# [Document]
▼

TSM 7.1.3 new directory based stgpools, in-line dedup

Mita201

ADSM.ORG Senior Member
Joined
Apr 20, 2006
Messages
600
Reaction score
30
Points
0
Location
Beograd, Serbia
PREDATAR Control23

I have started to play around with it, but I can't find any performance estimation info. I am especially interested how it cope with large files (eg. large database backups) since old post process dedup was choking on it, and it was not recommended to backup large files there at all. There is a parameter when defining stgpool of that kind, maxsize which makes decision if some file is going to be stored at all in that pool during backup, but there is no recommendation, and default value is no limit.

Also, according to knowledge center, it looks like HW requirements did not change from previous versions, and somewhere in my mind in-line dedup requires significant processing power....

Anyone has more info and willing to share?
 
PREDATAR Control23

Maybe some of what you're looking for is in the new blueprint documents: http://ibm.biz/IBMSpectrumProtectBlueprints

There was somewhat of a conversation about this over on LinkedIn on the TSM professionals group. Here's a snippet:

"Daily ingest is actually 100 TB/day for client side dedup based on a large file workload which in our testing was 80% VMware based backup using Spectrum Protect for Virtual Environments, and 20% Database and mixed Files.

Our new server side in-line dedup is hitting upwards of 80 TB/day for this same workload with the added benefit of no longer requiring reclamation processing or expensive deref processing for deleted chunks.

To be clear we have NOT changed the dedup algorithm itself so its compatible with pre 7.1.3 deduplicated data and existing client side dedup.

We have done a lot of work on the Spectrum Protect DB in this release to optimize it for dedup. I see some of the posts on database growth with "legacy" dedup and that is correct it can and will grow quickly. We addressed most of that in this release with a new table layout and our testing has shown that this new table schema is online reorg friendly and more importantly it is self-managing, meaning we are able to better reuse the space so no longer creating the growth. This is key to allowing a 7.1.3 server to protect up to 4 PB of managed data before dedup in a 1 PB dedup storage pool while keeping the Spectrum Protect DB at or under 4 TB. Another key part of the dedup changes is the new dedup optimized Container pool. You can think of it as the best of random access pools and file pools with extra benefits.

We will be rolling out an updated version of the Spectrum Protect Blueprints shortly. As I mentioned one of the value adds of the server side inline dedup is no longer requiring reclamation processing. This has allowed us to move off of the 15K RPM drives for the storage pool to 6 TB SATA drives without any impact on performance. You can read all about our 3 reference architectures in the Blueprints when they get published. We build, develop and test against the Blueprints so we are very confident that if folks follow the recipes they will get similar results."
 
PREDATAR Control23

rgg,

Thank you a lot for pointing me to new version of blueprint document. I will read it thoroughly.
As on first view, I noticed that it has been redefined what is "small", "medium" and "large" environment (all of them grew, compared to previous blueprint), which looks like now we need even less resources for same job, which is quite surprising, but certainly good. :)
At the moment, I am still uncertain about impact of storing large files into the directory container based pool (e.g. 300GB MS SQL database backup), and VMware backup is not good example since VM images has been backed up in 128MB megablocks - no really big files.
But, I will go a bit through blueprint, and check for answers.
Thank you,

Mita
 
PREDATAR Control23

So, my understanding is that with legacy dedup, these large files initially dedup'd "too well," which took a lot of time to do and of course resources to manage. Eventually a tier'ing system was introduced to make the common "chunks" bigger on larger files and help alleviate this issue. I assume something like this exists for container pools too.

My opinion is that you want to dedup these larger files, and that's likely where you're going to get the most space saving benefit. Hopefully it works well with container pools!
 
PREDATAR Control23

I can't download it from the site, what gives? I signed in and everything.

Found the problem, Chrome sucks on Windows 10.
 
Top

▲

# [Provided records]
▼

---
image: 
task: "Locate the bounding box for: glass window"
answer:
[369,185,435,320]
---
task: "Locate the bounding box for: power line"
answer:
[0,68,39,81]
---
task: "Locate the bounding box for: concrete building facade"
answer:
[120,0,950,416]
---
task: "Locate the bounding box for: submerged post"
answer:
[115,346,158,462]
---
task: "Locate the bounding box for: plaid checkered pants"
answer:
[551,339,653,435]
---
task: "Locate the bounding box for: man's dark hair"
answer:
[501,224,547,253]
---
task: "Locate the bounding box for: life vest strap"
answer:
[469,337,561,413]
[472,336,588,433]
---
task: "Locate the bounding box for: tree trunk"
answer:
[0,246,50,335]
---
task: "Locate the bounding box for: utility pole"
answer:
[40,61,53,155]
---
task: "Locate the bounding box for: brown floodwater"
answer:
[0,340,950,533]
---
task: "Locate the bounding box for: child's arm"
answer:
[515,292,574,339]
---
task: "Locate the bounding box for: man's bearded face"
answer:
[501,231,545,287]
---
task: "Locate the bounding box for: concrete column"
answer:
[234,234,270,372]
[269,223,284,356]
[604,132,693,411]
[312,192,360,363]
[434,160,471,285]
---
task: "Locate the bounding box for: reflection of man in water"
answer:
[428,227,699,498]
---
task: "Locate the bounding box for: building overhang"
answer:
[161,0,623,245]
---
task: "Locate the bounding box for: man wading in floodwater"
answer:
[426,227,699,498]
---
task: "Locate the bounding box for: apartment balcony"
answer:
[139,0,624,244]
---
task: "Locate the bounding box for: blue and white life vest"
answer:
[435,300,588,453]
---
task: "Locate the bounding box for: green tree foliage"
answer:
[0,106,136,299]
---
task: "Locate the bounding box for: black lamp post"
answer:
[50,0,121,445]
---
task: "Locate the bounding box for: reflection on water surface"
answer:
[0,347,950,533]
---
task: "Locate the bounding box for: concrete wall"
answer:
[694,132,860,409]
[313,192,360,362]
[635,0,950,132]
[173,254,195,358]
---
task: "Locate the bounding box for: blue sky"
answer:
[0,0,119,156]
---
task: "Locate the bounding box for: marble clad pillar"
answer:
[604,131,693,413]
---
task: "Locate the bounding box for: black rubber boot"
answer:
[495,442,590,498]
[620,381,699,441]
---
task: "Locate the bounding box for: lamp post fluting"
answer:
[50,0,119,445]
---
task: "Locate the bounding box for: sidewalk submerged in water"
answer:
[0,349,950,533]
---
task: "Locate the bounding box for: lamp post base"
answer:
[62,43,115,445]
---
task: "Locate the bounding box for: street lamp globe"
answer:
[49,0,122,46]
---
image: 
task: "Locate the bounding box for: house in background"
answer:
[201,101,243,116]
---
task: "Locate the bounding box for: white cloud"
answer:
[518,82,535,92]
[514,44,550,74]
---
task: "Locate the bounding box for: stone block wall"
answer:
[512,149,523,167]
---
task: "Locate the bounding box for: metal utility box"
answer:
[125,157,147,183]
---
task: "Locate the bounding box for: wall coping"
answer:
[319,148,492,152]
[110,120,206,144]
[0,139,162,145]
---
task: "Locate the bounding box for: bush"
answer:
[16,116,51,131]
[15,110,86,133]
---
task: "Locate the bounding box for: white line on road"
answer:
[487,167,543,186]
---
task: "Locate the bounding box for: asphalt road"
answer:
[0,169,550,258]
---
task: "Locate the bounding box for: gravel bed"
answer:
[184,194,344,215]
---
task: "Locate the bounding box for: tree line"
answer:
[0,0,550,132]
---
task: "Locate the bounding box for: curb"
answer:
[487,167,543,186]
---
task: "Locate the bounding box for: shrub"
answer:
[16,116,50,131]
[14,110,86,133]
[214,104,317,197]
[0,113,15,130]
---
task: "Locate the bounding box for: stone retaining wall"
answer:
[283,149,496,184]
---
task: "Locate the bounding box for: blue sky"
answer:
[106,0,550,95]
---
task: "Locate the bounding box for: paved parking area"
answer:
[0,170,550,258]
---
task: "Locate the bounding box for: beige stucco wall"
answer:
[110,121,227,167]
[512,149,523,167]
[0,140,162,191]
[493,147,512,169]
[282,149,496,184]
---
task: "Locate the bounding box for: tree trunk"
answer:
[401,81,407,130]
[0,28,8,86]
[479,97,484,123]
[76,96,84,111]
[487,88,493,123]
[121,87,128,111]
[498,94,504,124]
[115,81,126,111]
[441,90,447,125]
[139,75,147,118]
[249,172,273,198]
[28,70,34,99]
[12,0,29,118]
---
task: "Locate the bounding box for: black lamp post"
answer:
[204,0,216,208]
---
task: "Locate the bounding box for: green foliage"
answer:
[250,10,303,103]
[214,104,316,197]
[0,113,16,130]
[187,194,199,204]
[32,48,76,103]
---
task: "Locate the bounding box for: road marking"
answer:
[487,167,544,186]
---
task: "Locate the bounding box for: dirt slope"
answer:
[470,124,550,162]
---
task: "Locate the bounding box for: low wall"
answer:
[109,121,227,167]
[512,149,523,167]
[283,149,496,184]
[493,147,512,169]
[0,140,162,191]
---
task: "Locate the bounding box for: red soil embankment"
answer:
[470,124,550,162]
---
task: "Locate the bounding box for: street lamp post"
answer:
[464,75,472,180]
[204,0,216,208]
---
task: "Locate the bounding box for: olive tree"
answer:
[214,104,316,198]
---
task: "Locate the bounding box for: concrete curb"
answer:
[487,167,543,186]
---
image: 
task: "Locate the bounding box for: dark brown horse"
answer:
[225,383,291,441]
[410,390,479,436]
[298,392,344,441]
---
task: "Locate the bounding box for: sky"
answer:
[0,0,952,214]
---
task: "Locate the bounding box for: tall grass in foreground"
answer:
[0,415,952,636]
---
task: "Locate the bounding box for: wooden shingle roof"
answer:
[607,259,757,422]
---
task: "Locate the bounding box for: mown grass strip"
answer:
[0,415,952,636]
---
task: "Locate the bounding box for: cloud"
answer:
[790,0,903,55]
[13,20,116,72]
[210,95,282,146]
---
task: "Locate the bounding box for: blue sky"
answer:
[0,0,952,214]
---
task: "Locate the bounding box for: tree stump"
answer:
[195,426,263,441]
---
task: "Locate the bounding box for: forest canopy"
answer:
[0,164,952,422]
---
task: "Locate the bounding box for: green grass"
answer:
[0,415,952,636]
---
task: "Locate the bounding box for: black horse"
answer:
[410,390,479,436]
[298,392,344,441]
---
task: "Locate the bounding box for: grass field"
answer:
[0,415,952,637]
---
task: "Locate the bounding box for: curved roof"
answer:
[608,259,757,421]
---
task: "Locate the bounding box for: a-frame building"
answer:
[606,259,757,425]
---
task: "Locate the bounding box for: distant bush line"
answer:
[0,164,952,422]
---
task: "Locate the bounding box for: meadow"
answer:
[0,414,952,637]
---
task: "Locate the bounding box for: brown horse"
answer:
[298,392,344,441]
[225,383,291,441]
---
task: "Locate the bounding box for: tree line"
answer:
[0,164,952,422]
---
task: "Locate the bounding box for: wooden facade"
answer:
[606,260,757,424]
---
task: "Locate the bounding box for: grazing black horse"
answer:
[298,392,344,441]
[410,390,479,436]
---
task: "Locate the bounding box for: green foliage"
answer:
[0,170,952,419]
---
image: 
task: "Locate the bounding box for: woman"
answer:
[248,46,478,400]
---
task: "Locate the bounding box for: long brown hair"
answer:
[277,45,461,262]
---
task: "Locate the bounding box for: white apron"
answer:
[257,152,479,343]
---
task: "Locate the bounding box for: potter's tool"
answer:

▲

# [Tasks]
1. Write out word for word the part of the TSM 7.1.3 thread that begins at the words "My opinion is" and stops after "with container pools!".
2. In the TSM 7.1.3 thread, what kind of drives replaced the 15K RPM drives for the storage pool?
3. Name every environment size that, according to the TSM 7.1.3 thread, the new blueprint has redefined.
The items above are separate from the TSM 7.1.3 thread.

# [Answers to the exercise]
1.
My opinion is that you want to dedup these larger files, and that's likely where you're going to get the most space saving benefit. Hopefully it works well with container pools!

2. 6 TB SATA drives.

3. Small, medium and large.